Voci di annotazione della posizione |

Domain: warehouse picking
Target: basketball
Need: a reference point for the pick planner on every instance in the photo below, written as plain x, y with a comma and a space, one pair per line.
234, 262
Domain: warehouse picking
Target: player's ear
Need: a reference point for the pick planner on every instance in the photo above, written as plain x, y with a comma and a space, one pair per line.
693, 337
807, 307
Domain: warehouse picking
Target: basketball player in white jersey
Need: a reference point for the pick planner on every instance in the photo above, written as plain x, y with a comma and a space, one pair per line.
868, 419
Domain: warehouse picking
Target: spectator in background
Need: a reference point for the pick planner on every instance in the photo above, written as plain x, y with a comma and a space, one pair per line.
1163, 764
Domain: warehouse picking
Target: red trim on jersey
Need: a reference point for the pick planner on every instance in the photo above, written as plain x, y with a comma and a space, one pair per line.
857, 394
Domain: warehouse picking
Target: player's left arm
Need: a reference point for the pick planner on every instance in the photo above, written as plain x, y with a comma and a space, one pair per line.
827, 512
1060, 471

==

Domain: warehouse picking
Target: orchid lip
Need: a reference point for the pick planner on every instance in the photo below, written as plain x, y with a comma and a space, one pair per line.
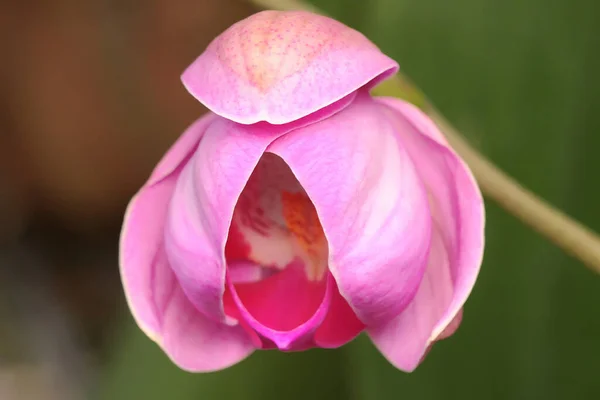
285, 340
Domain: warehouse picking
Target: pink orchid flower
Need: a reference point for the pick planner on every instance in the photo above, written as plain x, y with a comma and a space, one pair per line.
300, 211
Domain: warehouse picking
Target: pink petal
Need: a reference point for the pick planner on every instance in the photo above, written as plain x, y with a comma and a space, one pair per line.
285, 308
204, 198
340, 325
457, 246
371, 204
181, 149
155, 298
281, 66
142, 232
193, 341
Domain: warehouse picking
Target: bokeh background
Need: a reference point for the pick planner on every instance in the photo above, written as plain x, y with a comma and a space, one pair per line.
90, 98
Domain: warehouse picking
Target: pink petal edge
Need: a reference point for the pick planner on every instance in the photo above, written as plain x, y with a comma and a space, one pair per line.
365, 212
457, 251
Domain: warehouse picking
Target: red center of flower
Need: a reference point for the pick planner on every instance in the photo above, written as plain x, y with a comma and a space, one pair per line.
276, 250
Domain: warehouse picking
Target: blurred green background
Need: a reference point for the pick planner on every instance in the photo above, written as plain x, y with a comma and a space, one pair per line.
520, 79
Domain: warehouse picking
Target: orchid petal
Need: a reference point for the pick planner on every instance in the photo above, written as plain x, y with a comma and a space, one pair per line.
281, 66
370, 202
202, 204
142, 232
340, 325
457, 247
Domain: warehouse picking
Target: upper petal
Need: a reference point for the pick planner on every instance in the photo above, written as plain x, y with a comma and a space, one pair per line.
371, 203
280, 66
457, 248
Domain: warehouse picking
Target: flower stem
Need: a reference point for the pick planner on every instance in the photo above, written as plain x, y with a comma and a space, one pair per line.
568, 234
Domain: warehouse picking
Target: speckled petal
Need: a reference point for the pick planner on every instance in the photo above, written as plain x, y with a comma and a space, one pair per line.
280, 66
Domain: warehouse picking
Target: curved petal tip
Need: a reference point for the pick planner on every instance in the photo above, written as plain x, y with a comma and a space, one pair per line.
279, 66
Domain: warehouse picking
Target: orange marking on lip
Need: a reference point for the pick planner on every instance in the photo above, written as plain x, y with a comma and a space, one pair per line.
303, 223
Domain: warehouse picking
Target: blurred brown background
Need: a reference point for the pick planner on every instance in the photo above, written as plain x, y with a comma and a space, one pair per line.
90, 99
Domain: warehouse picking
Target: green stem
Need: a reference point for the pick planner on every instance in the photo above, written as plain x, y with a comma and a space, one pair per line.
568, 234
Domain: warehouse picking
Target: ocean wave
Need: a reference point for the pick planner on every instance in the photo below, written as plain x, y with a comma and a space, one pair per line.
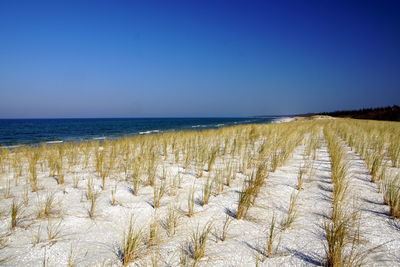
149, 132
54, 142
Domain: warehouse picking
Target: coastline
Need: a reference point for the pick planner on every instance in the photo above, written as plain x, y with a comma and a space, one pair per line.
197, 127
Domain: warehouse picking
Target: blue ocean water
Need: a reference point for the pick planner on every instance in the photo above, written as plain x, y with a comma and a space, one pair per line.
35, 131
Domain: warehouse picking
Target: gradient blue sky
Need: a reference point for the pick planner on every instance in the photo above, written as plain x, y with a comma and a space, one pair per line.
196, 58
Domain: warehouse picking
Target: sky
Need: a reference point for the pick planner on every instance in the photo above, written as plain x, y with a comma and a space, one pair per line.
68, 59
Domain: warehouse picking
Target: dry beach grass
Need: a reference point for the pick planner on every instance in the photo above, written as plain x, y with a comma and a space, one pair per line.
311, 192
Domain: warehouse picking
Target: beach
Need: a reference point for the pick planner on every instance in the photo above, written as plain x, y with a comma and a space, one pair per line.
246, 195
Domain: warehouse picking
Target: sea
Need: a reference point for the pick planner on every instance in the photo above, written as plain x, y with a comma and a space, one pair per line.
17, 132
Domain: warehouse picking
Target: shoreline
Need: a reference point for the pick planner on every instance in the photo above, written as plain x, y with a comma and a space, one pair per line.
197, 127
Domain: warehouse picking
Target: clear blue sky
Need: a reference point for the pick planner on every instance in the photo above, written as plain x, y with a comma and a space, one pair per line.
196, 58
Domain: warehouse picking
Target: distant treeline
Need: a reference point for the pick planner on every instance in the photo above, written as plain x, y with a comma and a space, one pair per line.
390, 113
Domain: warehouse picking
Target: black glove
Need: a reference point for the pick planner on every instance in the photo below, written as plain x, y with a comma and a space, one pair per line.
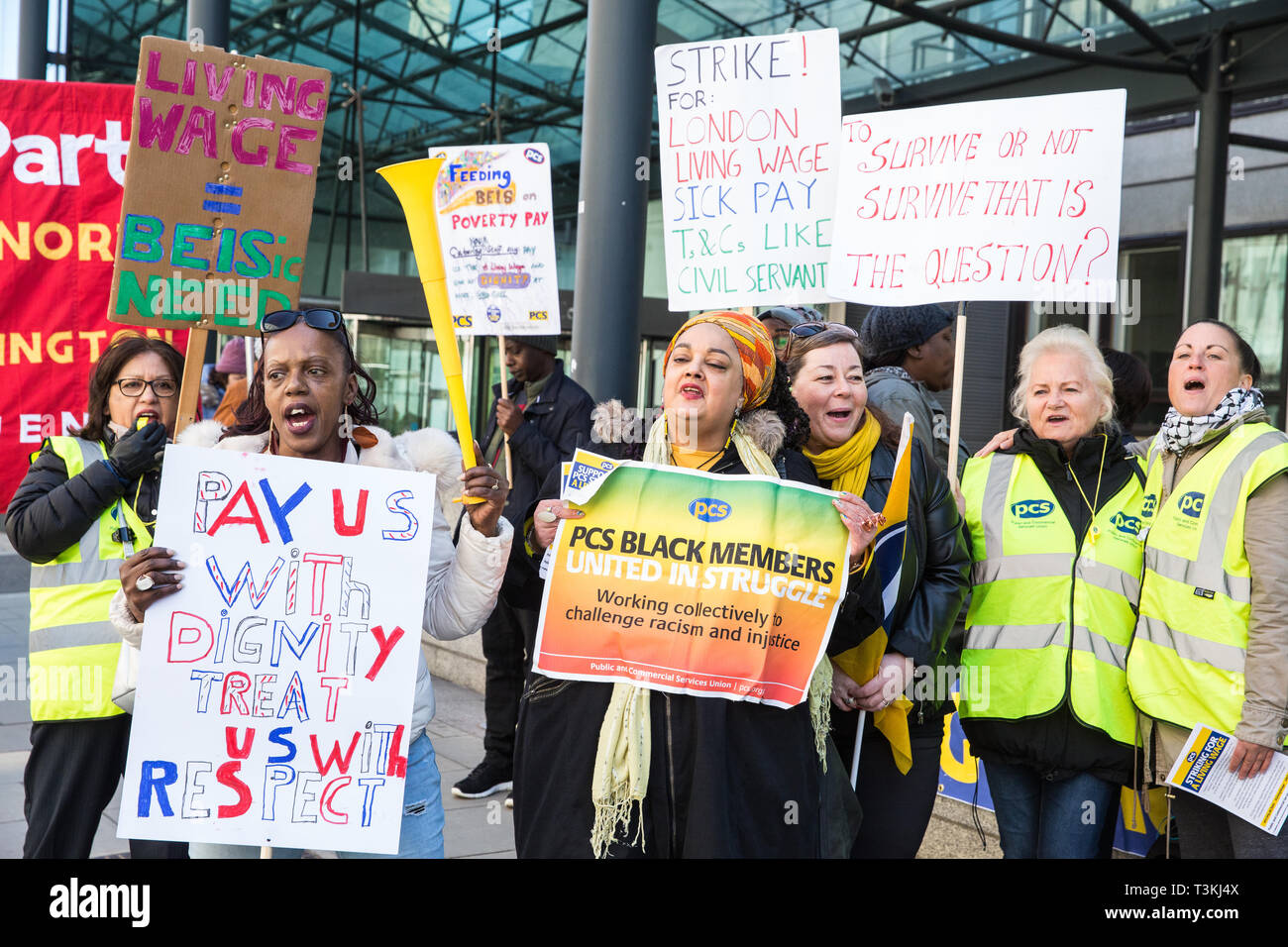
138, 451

OBIETTIVO |
Conta le righe delle voci qui sopra in cui compare la stringa "flower" e scrivi soltanto il numero.

RISPOSTA CORRETTA |
3